* OBIETTIVO 1: Conta quante righe dell'elenco contengono la stringa "sleeve" e scrivi soltanto il numero.

* BRANO RIPORTATO:

Torna venerdì 5 maggio la Notte Nazionale del Liceo Classico: dalle 18 alle 24, nella sede del Torricelli di Faenza in via S.Maria dell’Angelo, gli studenti si esibiranno in performance legate ai loro studi e alla formazione della cultura classica grazie al contributo della loro fantasia. «Non si tratta di un open day – sottolineano le studentesse Viola Russo e Sofia De Santis – ma di un evento in cui il liceo apre le proprie porte a tutta la città». Il prossimo anno ci saranno due sezioni a indirizzo classico a Faenza, dato in controtendenza rispetto al panorama nazionale. «Bisogna ripensare alla cultura classica – spiega la dirigente Paola Falconi –, ma non abbandonarla. Fornisce agli studenti una forma mentis unica che ha valore anche nel mondo di oggi, e noi dobbiamo saperla comunicare all’esterno».
Notte nazionale del liceo Classico: il Torricelli il 5 maggio apre le porte al pubblico
Il programma prevede, dopo i saluti iniziali, alle 18.30 la premiazione del concorso Un racconto da prima pagina con la libreria Moby Dick. Nella stessa ora Una corsa sull’Olimpo, a cura delle classi 2AC e 2ART con la partecipazione dell’Ic Matteucci. Alle 20 coro e orchestra Areion. Alle 20.30 Delmira Agustini: una voce poetica sconosciuta a cura del prof. Cesare Sangiorgi. Alle 21 incontro con l’autore Michele Donati. Alle 21.15 La mossa del matto a cura della 3AC. Alle 21.30 Velia e Giacomo Matteotti, del laboratorio teatrale del liceo. Nella stessa ora La donna romana pedagoga e discipula, a cura della 1AC con Zoe Lombardi. La serata prosegue poi con altre performance e laboratori: tutti gli eventi sono consultabili sul sito del liceo.
Intervista al professore Federico Condello (Università di Bologna): “Scambiare il classico come ‘scuola del greco e del latino’ è un errore. Bisogna andare contro la visione che vuole questo liceo come elitario”

* ELENCO DATI:
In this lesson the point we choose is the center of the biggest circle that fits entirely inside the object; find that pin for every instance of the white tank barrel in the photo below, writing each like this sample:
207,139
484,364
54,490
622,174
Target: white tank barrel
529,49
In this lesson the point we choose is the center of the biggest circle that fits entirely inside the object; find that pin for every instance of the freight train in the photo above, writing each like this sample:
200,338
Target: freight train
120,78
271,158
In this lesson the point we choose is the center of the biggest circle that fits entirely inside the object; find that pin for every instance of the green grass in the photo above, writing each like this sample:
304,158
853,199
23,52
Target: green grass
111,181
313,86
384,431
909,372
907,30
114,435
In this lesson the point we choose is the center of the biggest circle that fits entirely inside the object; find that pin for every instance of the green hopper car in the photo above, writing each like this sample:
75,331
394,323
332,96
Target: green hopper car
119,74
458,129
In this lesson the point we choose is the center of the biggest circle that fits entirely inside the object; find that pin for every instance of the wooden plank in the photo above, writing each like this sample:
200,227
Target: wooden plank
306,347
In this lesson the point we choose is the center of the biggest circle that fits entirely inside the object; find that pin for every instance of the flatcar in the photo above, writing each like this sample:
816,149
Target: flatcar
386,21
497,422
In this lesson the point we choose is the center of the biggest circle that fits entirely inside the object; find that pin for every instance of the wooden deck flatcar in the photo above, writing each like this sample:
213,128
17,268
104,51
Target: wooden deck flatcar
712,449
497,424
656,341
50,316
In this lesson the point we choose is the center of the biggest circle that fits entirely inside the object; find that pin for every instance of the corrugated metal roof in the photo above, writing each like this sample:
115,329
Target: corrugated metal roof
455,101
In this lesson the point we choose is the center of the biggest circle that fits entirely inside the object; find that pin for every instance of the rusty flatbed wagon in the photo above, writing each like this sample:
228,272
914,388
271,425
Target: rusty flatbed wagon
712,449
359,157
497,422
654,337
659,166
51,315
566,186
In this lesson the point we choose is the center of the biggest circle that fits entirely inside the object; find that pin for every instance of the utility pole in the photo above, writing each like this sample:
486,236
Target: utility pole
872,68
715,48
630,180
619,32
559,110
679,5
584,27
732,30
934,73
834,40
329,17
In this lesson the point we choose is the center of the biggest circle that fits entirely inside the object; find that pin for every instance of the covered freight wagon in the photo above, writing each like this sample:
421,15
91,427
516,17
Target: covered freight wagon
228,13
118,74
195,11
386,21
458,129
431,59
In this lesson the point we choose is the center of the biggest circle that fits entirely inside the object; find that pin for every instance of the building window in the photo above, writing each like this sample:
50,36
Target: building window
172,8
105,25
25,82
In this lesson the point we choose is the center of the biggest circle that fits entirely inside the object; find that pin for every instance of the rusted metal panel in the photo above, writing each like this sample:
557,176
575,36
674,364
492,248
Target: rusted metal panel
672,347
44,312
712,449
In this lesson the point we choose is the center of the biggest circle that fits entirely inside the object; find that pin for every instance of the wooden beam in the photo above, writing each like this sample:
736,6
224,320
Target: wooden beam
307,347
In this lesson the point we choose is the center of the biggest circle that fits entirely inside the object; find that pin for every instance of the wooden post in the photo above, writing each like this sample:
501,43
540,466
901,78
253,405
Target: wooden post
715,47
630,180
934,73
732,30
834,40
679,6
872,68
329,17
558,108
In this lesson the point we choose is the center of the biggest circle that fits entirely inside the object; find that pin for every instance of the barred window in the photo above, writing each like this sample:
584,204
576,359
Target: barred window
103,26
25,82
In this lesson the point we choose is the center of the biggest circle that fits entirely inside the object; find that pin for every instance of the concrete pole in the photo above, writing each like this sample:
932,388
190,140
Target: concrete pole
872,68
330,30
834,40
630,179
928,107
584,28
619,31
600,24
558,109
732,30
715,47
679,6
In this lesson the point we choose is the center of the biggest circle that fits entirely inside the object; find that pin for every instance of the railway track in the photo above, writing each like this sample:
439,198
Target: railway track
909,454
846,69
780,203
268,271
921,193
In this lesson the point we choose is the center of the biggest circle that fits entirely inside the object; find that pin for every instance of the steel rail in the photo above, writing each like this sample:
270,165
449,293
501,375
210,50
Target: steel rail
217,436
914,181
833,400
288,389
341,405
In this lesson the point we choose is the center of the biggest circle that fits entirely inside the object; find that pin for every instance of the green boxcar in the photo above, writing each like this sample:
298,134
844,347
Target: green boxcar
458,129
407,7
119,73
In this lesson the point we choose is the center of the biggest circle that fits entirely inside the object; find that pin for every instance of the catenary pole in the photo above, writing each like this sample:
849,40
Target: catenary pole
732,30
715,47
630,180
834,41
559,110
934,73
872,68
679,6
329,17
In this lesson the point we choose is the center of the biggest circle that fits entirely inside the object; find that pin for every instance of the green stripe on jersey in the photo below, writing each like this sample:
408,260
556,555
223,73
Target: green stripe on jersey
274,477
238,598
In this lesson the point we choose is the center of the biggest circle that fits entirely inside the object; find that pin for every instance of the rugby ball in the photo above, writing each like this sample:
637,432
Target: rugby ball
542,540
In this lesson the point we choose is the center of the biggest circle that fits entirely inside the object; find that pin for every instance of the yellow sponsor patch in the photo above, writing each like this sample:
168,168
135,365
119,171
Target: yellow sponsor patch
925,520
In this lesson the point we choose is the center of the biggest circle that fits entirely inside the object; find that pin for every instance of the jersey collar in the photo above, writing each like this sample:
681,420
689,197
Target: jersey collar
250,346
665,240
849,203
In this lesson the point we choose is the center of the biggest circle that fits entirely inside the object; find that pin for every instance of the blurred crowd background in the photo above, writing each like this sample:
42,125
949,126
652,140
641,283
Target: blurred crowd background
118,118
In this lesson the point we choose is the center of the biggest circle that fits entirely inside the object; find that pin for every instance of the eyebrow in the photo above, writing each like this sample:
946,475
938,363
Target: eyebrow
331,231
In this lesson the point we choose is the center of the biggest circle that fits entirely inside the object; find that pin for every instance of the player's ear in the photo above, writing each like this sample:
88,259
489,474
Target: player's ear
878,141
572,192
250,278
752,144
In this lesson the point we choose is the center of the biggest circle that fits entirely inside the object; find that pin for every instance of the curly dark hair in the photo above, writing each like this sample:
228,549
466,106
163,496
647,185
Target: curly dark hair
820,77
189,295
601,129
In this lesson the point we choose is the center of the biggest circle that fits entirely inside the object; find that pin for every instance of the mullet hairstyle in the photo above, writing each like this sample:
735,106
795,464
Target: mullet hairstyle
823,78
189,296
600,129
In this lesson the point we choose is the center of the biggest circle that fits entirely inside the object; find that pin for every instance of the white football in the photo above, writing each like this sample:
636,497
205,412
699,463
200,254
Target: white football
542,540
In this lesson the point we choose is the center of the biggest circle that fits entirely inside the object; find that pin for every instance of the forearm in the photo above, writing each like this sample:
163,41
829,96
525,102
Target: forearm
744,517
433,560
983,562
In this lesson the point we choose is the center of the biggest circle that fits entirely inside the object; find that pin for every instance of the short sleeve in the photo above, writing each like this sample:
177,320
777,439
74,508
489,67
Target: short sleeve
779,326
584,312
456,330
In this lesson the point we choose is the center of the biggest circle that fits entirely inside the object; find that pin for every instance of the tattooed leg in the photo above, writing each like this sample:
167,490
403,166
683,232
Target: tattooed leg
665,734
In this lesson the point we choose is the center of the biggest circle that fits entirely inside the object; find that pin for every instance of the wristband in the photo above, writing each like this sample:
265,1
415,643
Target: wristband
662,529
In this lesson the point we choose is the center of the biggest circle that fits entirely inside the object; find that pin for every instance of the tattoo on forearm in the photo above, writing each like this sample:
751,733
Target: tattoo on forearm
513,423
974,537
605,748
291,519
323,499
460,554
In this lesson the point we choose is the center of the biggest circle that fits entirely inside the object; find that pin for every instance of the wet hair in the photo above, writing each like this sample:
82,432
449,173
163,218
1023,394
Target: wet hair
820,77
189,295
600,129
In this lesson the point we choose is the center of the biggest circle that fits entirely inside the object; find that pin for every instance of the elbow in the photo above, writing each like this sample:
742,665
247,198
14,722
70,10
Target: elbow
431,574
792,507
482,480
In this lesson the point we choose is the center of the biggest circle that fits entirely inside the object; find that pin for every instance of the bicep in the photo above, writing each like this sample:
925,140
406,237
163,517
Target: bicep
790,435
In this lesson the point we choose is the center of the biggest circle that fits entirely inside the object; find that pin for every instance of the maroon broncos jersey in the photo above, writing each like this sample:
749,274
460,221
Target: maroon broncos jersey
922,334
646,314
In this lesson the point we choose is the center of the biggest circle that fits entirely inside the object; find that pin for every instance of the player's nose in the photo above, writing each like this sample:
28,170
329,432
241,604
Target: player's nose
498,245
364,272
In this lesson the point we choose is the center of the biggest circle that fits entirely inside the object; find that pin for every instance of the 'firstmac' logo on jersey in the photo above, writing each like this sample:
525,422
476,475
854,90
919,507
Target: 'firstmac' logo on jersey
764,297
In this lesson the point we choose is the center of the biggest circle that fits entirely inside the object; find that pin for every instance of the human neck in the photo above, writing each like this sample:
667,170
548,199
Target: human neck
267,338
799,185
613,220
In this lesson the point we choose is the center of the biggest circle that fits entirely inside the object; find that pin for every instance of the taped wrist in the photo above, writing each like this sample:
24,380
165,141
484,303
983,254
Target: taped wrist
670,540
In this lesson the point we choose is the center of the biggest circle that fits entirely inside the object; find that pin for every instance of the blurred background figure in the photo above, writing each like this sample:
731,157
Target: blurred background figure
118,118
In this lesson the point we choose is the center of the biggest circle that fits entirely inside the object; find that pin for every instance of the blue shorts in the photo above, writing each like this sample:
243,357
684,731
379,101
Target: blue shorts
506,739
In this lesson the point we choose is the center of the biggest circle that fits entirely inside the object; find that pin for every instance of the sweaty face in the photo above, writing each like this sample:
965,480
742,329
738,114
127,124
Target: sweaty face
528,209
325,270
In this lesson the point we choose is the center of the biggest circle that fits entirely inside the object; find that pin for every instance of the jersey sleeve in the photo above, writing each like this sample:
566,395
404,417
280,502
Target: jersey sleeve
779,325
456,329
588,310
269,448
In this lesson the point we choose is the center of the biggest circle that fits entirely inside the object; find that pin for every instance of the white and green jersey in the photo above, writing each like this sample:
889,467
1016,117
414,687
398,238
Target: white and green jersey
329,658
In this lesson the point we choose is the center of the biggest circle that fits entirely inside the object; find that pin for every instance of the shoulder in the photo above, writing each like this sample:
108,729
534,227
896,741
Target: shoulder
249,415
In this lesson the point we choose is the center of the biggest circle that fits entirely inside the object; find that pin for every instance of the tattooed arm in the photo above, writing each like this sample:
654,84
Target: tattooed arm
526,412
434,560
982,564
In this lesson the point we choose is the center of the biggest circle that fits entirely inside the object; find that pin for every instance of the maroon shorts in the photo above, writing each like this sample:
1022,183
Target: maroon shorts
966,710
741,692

* OBIETTIVO 2: Trascrivi dall'articolo sulla Notte Nazionale del Liceo Classico il brano che va da "Notte nazionale del liceo Classico: il" fino a "sito del liceo." incluso.

* SOLUZIONE COMPLETA 1: 4

* SOLUZIONE COMPLETA 2:
Notte nazionale del liceo Classico: il Torricelli il 5 maggio apre le porte al pubblico
Il programma prevede, dopo i saluti iniziali, alle 18.30 la premiazione del concorso Un racconto da prima pagina con la libreria Moby Dick. Nella stessa ora Una corsa sull’Olimpo, a cura delle classi 2AC e 2ART con la partecipazione dell’Ic Matteucci. Alle 20 coro e orchestra Areion. Alle 20.30 Delmira Agustini: una voce poetica sconosciuta a cura del prof. Cesare Sangiorgi. Alle 21 incontro con l’autore Michele Donati. Alle 21.15 La mossa del matto a cura della 3AC. Alle 21.30 Velia e Giacomo Matteotti, del laboratorio teatrale del liceo. Nella stessa ora La donna romana pedagoga e discipula, a cura della 1AC con Zoe Lombardi. La serata prosegue poi con altre performance e laboratori: tutti gli eventi sono consultabili sul sito del liceo.